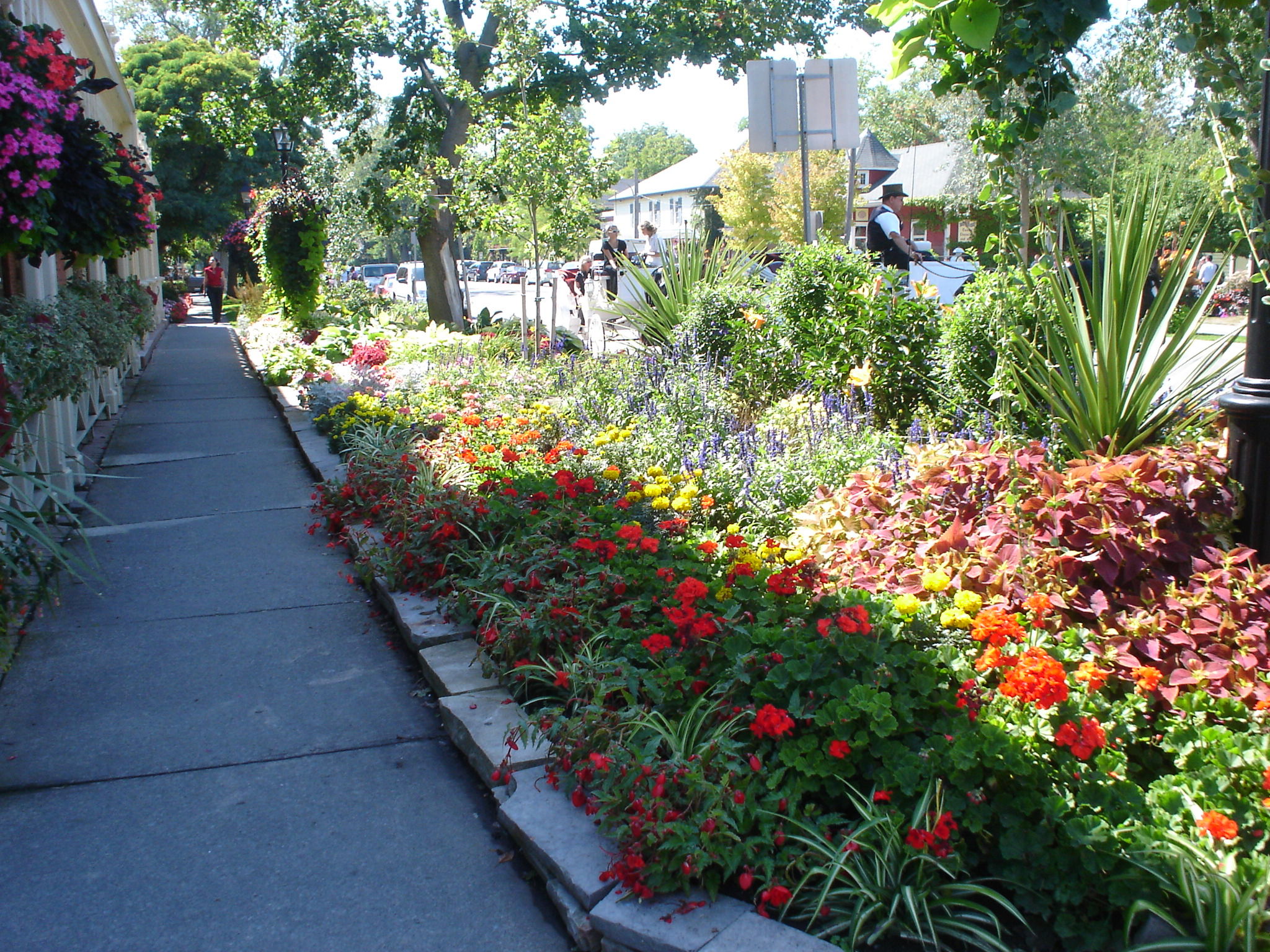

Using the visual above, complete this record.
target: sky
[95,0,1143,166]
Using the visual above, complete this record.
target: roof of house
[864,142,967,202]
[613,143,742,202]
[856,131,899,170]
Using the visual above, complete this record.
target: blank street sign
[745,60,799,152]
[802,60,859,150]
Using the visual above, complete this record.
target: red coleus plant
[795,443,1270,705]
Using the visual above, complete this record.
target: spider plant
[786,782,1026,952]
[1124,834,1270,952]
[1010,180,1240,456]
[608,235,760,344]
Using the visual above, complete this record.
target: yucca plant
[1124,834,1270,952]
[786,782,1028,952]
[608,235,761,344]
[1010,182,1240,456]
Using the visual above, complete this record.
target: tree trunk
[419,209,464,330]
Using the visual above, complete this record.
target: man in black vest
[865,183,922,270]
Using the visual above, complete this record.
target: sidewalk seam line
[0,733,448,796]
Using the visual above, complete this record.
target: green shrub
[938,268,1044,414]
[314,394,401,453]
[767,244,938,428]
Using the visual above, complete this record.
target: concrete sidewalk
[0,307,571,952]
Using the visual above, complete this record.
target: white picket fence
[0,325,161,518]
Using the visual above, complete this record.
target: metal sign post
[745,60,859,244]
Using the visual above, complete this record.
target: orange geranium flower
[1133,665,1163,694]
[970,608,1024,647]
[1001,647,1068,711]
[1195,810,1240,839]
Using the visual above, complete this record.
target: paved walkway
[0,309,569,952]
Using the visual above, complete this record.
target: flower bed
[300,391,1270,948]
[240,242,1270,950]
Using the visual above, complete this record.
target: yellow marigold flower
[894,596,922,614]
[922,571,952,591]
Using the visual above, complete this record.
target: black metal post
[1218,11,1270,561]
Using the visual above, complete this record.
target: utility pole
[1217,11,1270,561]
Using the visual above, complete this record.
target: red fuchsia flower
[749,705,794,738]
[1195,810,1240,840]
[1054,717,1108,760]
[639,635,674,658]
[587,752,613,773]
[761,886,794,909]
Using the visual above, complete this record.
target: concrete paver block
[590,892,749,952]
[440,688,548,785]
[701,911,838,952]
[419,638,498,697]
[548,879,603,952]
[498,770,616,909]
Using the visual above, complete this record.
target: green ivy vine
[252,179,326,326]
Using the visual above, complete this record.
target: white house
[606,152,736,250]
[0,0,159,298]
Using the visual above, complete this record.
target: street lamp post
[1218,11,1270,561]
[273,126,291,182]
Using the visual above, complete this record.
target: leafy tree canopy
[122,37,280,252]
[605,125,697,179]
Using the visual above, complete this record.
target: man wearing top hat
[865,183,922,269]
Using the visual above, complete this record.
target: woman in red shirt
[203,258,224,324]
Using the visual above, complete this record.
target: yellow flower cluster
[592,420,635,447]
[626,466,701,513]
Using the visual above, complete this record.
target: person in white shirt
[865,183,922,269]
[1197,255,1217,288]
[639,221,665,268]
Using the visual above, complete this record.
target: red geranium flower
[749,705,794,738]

* * *

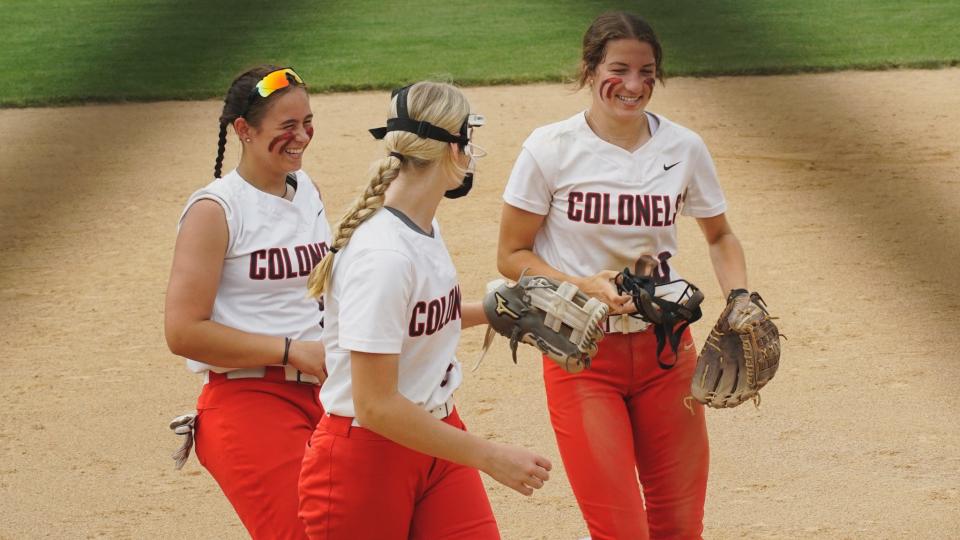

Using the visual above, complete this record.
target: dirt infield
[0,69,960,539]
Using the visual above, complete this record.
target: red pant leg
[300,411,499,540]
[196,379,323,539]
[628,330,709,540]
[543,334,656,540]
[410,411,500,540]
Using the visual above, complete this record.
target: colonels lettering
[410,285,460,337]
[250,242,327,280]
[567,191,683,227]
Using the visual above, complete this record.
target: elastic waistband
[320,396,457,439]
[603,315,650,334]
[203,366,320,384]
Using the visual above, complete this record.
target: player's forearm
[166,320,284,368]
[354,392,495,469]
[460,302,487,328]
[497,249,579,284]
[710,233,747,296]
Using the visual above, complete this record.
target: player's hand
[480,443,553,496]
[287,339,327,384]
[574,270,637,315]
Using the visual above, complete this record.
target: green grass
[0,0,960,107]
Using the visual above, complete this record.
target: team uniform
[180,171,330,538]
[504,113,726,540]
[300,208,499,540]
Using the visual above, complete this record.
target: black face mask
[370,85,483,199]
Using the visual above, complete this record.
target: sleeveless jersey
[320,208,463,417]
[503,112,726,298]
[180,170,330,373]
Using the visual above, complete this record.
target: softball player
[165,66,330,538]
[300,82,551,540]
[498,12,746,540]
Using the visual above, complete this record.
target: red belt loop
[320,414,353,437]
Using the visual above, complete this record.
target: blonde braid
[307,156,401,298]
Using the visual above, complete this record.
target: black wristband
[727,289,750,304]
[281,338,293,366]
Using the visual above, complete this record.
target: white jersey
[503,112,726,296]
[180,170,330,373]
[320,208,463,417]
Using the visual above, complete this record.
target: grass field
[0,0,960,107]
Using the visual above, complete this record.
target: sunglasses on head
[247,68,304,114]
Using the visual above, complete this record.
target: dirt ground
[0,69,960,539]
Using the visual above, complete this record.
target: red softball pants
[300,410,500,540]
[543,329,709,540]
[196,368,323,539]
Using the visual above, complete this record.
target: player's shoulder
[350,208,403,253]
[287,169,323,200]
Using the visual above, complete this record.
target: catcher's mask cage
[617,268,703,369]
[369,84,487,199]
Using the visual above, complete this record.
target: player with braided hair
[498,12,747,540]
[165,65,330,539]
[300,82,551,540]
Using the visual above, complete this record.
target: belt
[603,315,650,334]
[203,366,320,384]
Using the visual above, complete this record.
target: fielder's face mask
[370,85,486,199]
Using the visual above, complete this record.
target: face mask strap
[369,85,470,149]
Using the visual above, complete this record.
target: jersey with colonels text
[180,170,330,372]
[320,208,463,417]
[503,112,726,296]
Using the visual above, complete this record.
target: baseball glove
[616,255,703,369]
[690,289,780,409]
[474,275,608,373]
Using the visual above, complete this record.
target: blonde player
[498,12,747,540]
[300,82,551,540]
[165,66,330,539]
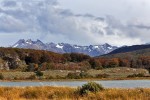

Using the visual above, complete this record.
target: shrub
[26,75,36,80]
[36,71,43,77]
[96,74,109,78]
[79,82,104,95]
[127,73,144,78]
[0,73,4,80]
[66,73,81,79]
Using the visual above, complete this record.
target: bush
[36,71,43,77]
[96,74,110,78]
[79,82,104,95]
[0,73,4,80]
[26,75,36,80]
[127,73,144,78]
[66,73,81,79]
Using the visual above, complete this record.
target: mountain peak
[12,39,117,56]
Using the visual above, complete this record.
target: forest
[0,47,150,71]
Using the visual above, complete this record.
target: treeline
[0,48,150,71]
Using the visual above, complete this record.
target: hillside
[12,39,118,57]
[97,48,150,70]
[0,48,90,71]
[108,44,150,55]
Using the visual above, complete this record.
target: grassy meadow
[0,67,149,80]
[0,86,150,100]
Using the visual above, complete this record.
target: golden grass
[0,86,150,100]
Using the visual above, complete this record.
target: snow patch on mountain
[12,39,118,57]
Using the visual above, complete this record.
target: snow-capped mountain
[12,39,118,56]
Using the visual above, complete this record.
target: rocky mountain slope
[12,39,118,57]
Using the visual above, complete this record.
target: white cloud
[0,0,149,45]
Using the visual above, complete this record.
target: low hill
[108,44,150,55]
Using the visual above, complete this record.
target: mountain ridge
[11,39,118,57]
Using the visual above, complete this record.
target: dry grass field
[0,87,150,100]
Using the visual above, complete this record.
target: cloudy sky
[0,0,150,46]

### To do
Please report every line in the rows above that contains the word "mask", copying each such line in full. Matches count only when the case is the same.

### Answer to the problem
target: black face mask
target: catcher's mask cage
target: fielder's face mask
target: face mask strap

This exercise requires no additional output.